__DIRECTIONS__.
Change "one point per instance" to "a single point per instance" in everything from the start of the records down to the line containing "column 147, row 387", and give only those lines back with nothing else altered.

** begin GIVEN INFORMATION **

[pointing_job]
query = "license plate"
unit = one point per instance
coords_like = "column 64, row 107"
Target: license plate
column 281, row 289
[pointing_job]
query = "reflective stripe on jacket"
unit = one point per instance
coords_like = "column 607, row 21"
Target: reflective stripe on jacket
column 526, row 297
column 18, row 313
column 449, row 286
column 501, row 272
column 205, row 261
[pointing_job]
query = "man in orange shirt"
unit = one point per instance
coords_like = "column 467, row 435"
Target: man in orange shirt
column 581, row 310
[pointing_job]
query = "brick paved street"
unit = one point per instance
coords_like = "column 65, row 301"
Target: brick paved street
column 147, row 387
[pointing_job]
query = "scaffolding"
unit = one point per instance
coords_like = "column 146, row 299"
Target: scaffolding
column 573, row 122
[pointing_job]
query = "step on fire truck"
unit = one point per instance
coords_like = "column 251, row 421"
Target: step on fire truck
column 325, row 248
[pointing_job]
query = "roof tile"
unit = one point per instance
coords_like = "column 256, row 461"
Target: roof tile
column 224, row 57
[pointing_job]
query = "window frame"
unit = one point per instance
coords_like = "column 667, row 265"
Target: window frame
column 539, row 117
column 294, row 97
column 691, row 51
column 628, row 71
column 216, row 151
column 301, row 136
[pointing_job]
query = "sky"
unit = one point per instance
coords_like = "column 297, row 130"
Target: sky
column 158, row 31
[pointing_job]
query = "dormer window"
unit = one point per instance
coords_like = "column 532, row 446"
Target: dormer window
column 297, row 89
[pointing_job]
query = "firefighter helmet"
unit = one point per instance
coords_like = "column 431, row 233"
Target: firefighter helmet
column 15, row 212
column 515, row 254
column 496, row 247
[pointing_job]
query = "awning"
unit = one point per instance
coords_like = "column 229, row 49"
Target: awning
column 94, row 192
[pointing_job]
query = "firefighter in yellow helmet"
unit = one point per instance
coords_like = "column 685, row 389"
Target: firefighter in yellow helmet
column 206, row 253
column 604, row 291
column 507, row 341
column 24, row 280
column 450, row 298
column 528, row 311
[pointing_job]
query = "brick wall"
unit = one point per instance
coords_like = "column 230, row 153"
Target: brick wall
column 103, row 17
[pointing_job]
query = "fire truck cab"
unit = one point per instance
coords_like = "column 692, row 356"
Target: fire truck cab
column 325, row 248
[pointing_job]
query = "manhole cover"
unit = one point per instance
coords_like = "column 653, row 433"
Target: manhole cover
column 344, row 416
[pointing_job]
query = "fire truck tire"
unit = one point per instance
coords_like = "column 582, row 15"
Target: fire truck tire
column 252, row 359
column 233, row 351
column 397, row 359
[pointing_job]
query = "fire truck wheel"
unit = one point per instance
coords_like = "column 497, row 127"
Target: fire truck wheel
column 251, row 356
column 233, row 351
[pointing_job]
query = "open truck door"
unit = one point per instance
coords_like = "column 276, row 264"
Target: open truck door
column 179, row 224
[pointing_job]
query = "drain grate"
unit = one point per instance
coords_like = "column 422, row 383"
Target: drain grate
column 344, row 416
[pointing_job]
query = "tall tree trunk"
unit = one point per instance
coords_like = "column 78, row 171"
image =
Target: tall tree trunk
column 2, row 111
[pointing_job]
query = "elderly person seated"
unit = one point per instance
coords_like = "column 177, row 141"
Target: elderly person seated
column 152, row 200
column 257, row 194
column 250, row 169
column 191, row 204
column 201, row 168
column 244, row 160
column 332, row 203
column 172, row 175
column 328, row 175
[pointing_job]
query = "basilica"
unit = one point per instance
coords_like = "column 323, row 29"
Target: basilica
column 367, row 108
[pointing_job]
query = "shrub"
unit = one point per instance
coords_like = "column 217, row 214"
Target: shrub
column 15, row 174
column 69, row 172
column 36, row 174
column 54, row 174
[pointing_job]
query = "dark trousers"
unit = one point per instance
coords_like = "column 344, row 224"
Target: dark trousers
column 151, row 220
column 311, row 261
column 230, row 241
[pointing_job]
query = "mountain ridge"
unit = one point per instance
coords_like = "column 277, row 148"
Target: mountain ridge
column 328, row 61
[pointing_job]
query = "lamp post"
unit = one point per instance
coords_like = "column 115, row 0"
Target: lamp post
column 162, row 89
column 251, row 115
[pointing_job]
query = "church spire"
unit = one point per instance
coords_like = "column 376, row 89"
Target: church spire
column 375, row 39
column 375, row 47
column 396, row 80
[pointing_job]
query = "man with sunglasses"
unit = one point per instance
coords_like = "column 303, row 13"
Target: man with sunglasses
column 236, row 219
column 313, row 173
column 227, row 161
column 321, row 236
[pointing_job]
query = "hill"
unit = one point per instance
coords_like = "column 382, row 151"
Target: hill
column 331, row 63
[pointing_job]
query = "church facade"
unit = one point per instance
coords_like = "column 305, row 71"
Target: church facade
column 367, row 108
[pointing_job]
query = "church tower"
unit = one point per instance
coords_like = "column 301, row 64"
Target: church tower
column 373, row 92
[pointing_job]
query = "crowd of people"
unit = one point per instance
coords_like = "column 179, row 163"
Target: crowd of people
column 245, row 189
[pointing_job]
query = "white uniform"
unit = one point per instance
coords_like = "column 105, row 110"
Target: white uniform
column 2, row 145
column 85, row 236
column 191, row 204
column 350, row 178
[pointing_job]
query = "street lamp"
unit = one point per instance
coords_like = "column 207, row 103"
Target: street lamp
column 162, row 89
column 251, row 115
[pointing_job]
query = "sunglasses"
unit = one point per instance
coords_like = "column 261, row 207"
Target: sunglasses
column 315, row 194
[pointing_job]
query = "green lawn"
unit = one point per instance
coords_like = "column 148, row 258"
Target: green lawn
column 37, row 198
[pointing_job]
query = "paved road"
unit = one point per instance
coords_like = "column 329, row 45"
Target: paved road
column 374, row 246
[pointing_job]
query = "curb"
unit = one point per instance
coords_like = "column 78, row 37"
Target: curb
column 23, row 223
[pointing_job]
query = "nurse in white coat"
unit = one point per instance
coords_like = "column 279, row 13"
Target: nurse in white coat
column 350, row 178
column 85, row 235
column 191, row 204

** end GIVEN INFORMATION **

__TASK ANSWER__.
[pointing_job]
query = "license plate"
unit = a single point per instance
coords_like = "column 64, row 107"
Target: license plate
column 281, row 289
[pointing_job]
query = "reflective stripe on jacket"
unit = a single point per instance
coords_like = "column 607, row 21"
Target: reflective stripe on jacket
column 526, row 297
column 18, row 313
column 449, row 286
column 501, row 272
column 205, row 261
[pointing_job]
query = "man in orange shirt"
unit = a single point per instance
coords_like = "column 467, row 435"
Target: man in orange shirt
column 581, row 310
[pointing_job]
query = "brick paved street"
unit = a single point per instance
coords_like = "column 65, row 301"
Target: brick paved street
column 147, row 387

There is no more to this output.